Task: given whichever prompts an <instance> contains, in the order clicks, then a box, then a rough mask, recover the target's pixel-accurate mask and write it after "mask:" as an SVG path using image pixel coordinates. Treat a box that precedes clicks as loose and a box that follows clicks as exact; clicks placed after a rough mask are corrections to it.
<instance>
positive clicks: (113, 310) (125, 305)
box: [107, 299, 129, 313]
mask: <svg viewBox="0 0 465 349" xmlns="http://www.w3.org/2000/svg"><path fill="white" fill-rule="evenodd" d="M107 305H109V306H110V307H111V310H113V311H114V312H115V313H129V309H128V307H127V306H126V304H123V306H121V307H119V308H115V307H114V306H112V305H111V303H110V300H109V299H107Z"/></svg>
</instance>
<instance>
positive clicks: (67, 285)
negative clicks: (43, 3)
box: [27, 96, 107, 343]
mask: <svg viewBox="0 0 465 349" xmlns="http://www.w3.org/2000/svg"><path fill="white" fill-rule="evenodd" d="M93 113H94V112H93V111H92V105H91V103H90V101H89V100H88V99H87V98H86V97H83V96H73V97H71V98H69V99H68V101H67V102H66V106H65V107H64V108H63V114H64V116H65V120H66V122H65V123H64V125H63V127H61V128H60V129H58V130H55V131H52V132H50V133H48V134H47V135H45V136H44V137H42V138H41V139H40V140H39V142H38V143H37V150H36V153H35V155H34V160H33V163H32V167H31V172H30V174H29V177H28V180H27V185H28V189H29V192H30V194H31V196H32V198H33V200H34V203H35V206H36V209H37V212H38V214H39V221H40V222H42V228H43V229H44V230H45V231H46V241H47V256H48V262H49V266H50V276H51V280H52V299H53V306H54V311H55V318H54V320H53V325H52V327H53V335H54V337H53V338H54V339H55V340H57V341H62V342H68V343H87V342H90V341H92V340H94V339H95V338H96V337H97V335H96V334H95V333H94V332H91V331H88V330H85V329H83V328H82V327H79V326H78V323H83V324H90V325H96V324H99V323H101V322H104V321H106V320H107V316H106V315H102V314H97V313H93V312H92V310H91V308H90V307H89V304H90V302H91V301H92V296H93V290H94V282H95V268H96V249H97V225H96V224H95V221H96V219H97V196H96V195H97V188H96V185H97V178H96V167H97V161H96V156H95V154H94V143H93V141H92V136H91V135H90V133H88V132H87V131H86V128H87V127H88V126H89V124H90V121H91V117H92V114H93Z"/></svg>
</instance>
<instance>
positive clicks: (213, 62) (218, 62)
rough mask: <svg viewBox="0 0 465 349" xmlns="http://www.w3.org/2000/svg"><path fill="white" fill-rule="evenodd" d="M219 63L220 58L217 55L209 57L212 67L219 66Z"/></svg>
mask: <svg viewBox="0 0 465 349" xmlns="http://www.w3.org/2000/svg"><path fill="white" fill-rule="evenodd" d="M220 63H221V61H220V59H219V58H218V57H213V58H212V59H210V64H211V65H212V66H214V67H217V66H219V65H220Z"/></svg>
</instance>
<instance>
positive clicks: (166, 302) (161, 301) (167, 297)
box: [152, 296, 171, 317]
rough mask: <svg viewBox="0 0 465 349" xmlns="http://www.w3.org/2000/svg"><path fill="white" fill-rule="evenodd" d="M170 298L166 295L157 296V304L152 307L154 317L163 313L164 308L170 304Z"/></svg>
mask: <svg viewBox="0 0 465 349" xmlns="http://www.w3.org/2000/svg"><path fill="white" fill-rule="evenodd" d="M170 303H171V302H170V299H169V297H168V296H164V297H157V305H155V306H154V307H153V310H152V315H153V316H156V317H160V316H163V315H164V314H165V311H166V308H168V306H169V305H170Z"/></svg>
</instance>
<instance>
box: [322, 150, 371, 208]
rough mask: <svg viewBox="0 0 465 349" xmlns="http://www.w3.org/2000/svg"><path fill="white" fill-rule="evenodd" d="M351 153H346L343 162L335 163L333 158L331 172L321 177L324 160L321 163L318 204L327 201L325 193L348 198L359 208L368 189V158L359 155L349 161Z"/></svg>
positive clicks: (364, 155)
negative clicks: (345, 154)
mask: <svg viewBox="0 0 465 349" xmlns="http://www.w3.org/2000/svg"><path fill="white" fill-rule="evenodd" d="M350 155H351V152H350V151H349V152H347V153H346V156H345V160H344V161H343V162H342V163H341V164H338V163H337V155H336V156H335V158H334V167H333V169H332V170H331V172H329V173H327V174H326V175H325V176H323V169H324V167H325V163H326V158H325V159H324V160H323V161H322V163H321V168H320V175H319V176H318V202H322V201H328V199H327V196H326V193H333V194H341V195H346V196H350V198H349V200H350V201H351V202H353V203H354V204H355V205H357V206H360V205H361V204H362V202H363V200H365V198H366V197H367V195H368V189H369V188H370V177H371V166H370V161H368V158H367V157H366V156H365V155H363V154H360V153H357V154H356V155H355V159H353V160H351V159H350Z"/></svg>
==*==
• What you should do:
Filter the entries down to the lines holding the string "positive". Copy each of those lines.

• Solution for this problem:
positive clicks: (113, 310) (125, 305)
positive clicks: (67, 285)
positive clicks: (213, 62) (218, 62)
positive clicks: (166, 302) (161, 301) (167, 297)
positive clicks: (364, 155)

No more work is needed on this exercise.